**EXERCISE:** Quote every line of the records below verbatim.

(Stored items)
"""

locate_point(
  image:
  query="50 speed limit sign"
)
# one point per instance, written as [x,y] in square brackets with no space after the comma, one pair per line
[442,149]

"""

**FINAL ANSWER:**
locate_point(
  image:
  query="50 speed limit sign"
)
# one point per instance, written as [x,y] in square brackets with no space after the comma, one pair per line
[442,149]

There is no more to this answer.